*ERFORDERLICHE SCHRITTE*.
[1] Benenne im Text über Ernst Wichert „Bühnenautoren“ in „Dramatiker“ um und gib dabei den Abschnitt wieder, der mit den Worten „Den Namen Ernst“ beginnt und nach „Quelle für Historiker.“ endet.
[2] Schreibe den Text über Ernst Wichert im Anschluss an seinen letzten Satz weiter.

*TEXTAUSZUG*.
"""
Noch heute gern gelesen aber wird die Novellensammlung „Litauische Geschichten“ (1871- 1896). Faszinierend genau hat Ernst Wichert das Land an der Memel beobachtet und geschildert - heute eine nahezu unerschöpfliche Quelle über Lebensart und Lebensweise im 19. Jahrhundert. „Es sind Dorfgeschichten, wie sie damals literarische Mode waren“, erläutert Prof. Dr. Helmut Motekat in seiner „Ostpreußischen Literaturgeschichte“ (München 1977) die „Litauischen Geschichten“ des „Richters und Dichters“ aus Insterburg. „Aber es sind Dorfgeschichten von eigener Art und eigentümlichem Reiz. Der bis dahin unbekannte Nordosten Ostpreußens und seine alteingesessenen litauischen Bewohner wurden durch Wicherts ,Litauische Geschichten‘ für die Literatur des 19. Jahrhunderts entdeckt und einem größeren Publikum bekannt gemacht.“

Sein volkstümlichstes Buch aber war der dreibändige Roman „Heinrich von Plauen“ (1881), „mit dem er so etwas wie den ostpreußischen ,Kampf um Rom‘ schuf“, so Paul Fechter. „Generationen junger Menschen haben dieses Buch vom Kampf und Untergang des Retters der Marienburg verschlungen - mit Recht; trotz allem Romanhaften ist es ein Stück gestalteter deutscher Geschichte, wie wir wenige besitzen.“Interessant in diesem Zusammenhang auch die Schilderung seines Sohnes Paul, daß der Vater „... sein Stück erst klar nach kurzen Aufzeichnungen im Kopf, um es dann im Manuskript in seiner kleinen, deutlichen Schrift fast ohne Streichungen niederzuschreiben, entwarf, so daß es wie aus einem Guß dastand ...“

Den Namen Ernst Wichert aber verbindet man nicht nur mit seiner Doppelbegabung als Jurist und als Dichter. Der Name Ernst Wichert ist auch eng verbunden mit der Gründung des „Allgemeinen deutschen Schriftstellerverbandes“ (1878), dessen Statuten er entwarf, und mit dem Verein „Berliner Presse“, dessen langjähriger Vorsitzender der Ostpreuße war. Auch bemühte er sich um eine Zusammenschluß der deutschen Bühnenautoren, um deren Urheberrechte zu wahren. 1863 gründete Wichert darüber hinaus mit seinem Freund Rudolf Reicke, dem Vater des späteren Berliner Bürgermeisters Georg Reicke, die „Altpreußische Monatsschrift“, noch heute eine wertvolle Quelle für Historiker.
"""
Zeilen mit Koordinatenannotationen
"""
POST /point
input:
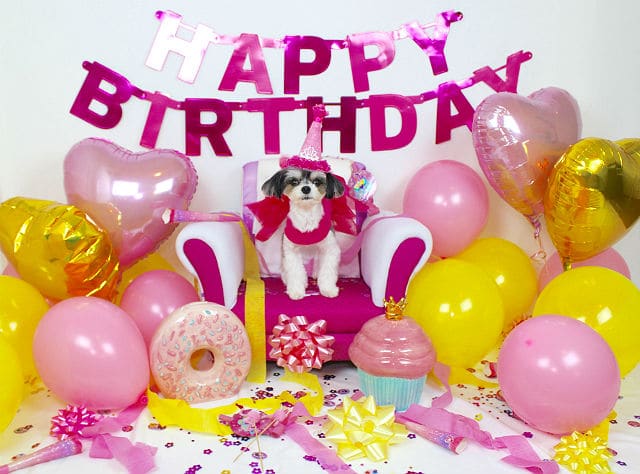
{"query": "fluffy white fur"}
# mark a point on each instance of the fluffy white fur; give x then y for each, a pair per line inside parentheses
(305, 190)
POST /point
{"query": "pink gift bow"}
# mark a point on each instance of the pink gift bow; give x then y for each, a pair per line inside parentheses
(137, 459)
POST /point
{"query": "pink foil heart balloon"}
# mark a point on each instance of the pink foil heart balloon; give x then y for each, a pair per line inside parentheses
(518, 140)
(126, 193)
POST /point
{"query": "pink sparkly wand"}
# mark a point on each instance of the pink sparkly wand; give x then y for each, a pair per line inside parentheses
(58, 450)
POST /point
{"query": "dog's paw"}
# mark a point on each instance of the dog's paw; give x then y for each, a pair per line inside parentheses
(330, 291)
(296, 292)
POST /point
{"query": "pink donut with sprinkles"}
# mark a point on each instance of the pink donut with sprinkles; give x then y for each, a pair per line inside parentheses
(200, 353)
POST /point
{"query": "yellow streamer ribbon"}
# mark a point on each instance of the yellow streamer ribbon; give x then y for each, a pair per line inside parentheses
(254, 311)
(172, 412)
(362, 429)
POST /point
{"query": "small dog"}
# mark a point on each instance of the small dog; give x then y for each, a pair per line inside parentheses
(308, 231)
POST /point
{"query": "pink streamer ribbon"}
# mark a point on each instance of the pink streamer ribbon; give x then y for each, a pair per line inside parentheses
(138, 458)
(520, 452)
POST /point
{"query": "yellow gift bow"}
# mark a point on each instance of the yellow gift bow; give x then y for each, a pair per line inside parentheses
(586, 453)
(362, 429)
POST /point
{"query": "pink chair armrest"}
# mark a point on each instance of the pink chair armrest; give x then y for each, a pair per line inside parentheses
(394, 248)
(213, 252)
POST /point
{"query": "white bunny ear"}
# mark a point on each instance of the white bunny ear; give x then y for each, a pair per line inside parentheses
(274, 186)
"""
"""
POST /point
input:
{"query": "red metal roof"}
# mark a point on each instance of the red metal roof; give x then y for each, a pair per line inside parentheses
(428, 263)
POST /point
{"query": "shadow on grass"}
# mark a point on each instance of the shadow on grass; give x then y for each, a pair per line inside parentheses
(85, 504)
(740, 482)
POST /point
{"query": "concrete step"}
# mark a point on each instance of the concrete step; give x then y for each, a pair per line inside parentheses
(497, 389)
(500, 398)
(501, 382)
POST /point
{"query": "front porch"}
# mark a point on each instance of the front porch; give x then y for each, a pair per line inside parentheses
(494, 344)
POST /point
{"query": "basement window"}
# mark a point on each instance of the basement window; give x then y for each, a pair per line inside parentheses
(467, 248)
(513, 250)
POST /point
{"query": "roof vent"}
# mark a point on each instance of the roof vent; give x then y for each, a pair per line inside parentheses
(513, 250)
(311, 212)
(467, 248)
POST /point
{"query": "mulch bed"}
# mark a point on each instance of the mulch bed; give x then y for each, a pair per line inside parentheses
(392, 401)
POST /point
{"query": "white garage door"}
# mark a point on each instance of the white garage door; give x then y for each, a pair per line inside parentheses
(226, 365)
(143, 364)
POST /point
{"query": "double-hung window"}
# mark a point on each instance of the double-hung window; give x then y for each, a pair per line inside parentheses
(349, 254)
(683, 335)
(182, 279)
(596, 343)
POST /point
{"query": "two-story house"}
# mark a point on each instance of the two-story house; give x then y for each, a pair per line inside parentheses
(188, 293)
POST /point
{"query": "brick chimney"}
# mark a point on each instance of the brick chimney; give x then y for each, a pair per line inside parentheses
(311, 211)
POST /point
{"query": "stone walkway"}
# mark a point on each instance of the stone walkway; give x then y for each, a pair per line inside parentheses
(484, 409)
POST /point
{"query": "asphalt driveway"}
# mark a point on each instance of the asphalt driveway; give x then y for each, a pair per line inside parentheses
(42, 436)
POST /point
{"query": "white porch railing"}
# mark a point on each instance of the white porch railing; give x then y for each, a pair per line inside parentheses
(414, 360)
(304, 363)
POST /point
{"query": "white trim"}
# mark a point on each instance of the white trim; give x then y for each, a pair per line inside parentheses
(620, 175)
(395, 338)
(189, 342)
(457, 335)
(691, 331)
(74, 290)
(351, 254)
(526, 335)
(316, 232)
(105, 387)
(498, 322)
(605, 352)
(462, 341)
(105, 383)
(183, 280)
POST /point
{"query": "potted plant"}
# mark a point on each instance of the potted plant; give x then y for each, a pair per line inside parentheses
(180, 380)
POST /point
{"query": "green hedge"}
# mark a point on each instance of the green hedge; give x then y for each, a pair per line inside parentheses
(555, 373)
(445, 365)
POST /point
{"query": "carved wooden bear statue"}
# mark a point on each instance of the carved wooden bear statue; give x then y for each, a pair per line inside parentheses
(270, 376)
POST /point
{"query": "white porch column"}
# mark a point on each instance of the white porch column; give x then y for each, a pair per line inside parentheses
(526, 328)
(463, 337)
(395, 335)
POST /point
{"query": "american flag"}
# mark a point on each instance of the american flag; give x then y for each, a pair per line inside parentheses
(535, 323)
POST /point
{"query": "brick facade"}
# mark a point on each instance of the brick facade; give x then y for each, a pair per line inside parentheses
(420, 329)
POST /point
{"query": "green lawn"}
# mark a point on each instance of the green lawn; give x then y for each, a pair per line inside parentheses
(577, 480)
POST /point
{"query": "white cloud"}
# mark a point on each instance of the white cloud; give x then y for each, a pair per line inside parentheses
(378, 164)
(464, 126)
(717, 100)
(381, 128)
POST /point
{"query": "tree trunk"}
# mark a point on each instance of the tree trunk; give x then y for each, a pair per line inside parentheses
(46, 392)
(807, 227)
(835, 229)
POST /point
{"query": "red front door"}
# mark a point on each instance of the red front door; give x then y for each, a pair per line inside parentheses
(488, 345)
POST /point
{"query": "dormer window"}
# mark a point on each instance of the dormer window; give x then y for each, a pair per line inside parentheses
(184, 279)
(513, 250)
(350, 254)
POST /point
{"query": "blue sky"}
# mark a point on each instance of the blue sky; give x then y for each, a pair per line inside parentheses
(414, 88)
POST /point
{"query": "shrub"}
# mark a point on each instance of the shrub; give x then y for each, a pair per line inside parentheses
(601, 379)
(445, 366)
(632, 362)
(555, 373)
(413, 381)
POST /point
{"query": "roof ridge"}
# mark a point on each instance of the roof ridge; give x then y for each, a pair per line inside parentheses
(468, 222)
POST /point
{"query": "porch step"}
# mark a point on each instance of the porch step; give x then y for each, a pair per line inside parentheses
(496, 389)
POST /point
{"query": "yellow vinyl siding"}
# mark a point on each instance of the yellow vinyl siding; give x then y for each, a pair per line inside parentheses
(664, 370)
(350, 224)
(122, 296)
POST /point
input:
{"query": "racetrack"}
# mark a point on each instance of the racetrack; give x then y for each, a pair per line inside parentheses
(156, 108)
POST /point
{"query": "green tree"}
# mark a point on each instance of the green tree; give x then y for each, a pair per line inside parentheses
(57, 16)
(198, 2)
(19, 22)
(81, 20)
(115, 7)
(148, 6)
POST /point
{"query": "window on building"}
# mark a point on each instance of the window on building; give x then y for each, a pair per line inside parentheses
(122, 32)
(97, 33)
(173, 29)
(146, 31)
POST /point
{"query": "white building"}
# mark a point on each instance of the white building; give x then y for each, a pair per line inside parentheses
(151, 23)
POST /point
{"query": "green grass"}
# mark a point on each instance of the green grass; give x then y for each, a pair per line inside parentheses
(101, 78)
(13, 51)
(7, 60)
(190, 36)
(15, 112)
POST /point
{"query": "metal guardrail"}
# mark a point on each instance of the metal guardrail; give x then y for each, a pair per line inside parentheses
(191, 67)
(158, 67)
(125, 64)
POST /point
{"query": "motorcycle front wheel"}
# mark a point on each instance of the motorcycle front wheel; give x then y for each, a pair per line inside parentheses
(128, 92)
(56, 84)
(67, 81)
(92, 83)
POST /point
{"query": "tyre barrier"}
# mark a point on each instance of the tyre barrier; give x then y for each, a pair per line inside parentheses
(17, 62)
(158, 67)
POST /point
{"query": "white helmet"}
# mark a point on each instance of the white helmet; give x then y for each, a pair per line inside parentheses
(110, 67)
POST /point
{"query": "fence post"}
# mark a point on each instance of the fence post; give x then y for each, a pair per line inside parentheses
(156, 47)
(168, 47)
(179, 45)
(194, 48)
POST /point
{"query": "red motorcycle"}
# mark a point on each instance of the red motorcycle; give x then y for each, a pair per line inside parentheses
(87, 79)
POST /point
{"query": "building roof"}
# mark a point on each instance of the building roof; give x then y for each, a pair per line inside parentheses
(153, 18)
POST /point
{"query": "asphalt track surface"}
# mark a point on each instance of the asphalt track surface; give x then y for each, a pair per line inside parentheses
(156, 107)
"""
*ANTWORTEN NACHEINANDER*.
[1]
Den Namen Ernst Wichert aber verbindet man nicht nur mit seiner Doppelbegabung als Jurist und als Dichter. Der Name Ernst Wichert ist auch eng verbunden mit der Gründung des „Allgemeinen deutschen Schriftstellerverbandes“ (1878), dessen Statuten er entwarf, und mit dem Verein „Berliner Presse“, dessen langjähriger Vorsitzender der Ostpreuße war. Auch bemühte er sich um eine Zusammenschluß der deutschen Dramatiker, um deren Urheberrechte zu wahren. 1863 gründete Wichert darüber hinaus mit seinem Freund Rudolf Reicke, dem Vater des späteren Berliner Bürgermeisters Georg Reicke, die „Altpreußische Monatsschrift“, noch heute eine wertvolle Quelle für Historiker.

[2]
Am 1. April 1896 wird Ernst Wichert in den Ruhestand versetzt; er ist 65 Jahre alt. „Ich war noch kein Arbeitsinvalide“, betont er, „und wollte auch nicht dafür gelten. Gerade noch ein paar Jahre in vollster Freiheit als Schriftsteller tätig sein zu können, war meine Hoffnung.“ Ganze sechs Jahre nur sind dem Ostpreußen vergönnt, sich diesen Traum zu erfüllen. Am 21. Januar 1902, vor nunmehr 100 Jahren, schloß er in Berlin für immer seine Augen. Seine Grabstätte auf dem Alten Zwölf-Apostel-Kirchhof wurde erst 1990 mit Hilfe der Ost- und Westpreußenstiftung in Bayern, der LO-Landesgruppe Bayern und der Heimatkreisgemeinschaft Insterburg wieder instand gesetzt. Der aus Johannisburg stammende Bildhauer und Graphiker Gerhard Wydra schuf anhand alter Fotografien eine Rekonstruktion der Bronzetafel.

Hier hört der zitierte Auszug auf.